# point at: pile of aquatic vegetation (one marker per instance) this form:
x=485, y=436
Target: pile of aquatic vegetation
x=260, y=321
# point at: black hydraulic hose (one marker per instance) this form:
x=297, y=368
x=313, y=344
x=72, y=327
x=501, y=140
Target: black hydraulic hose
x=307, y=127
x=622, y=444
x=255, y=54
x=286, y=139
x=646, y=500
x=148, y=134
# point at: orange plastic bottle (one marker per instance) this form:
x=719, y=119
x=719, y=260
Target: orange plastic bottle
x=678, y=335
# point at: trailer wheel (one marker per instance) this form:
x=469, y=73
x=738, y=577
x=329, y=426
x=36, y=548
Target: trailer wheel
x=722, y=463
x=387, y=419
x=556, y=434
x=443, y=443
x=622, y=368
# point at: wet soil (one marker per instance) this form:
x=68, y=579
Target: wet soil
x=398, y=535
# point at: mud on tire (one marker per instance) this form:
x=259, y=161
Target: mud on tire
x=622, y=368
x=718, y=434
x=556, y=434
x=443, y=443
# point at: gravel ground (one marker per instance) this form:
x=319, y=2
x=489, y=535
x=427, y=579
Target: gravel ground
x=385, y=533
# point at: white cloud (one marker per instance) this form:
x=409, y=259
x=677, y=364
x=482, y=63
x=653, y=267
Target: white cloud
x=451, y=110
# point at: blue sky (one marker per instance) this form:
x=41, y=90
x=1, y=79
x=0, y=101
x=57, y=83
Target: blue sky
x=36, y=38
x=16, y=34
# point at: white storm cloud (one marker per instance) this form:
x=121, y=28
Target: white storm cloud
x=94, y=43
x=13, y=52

──────────────────────────────

Stated exercise: Copy the listing from the line with "# point at: black" through the end, keeping every line. Multiply each answer coordinate by 2.45 and round it to a whole number, with halves rounding up, and leave every other number as it is.

Result of the exercise:
# point at: black hydraulic hose (one marker per instance) this form:
x=297, y=368
x=313, y=344
x=72, y=327
x=501, y=140
Target: black hydraulic hose
x=752, y=311
x=1524, y=1088
x=625, y=132
x=701, y=341
x=1583, y=1225
x=363, y=328
# point at: orange plastic bottle (one marker per instance) this form:
x=719, y=119
x=719, y=260
Target: orange plastic bottle
x=1661, y=821
# point at: trailer wheel (one marker per instance) this form:
x=469, y=73
x=738, y=577
x=329, y=426
x=36, y=548
Target: trailer wheel
x=1769, y=1134
x=948, y=1027
x=1362, y=1063
x=1085, y=1085
x=1524, y=902
# point at: wet soil (one marker per instance) this form:
x=68, y=579
Target: wet soil
x=975, y=1311
# point at: mud on tire (one marker per instance) this form:
x=259, y=161
Target: mud on tire
x=1524, y=902
x=1759, y=1063
x=1362, y=1063
x=1085, y=1085
# point at: gravel ground (one marker per instance) this form:
x=319, y=2
x=489, y=535
x=427, y=579
Target: gravel ground
x=943, y=1306
# point at: white cloud (one marker per instance) this form:
x=409, y=259
x=677, y=364
x=482, y=63
x=653, y=267
Target: white cloud
x=1105, y=270
# point at: blue sky (one marker per instance) this form:
x=41, y=90
x=1, y=79
x=0, y=101
x=57, y=83
Target: blue sky
x=88, y=93
x=39, y=83
# point at: white storm cloud (one marker per instance) this form:
x=121, y=28
Target: white storm cloud
x=230, y=105
x=32, y=127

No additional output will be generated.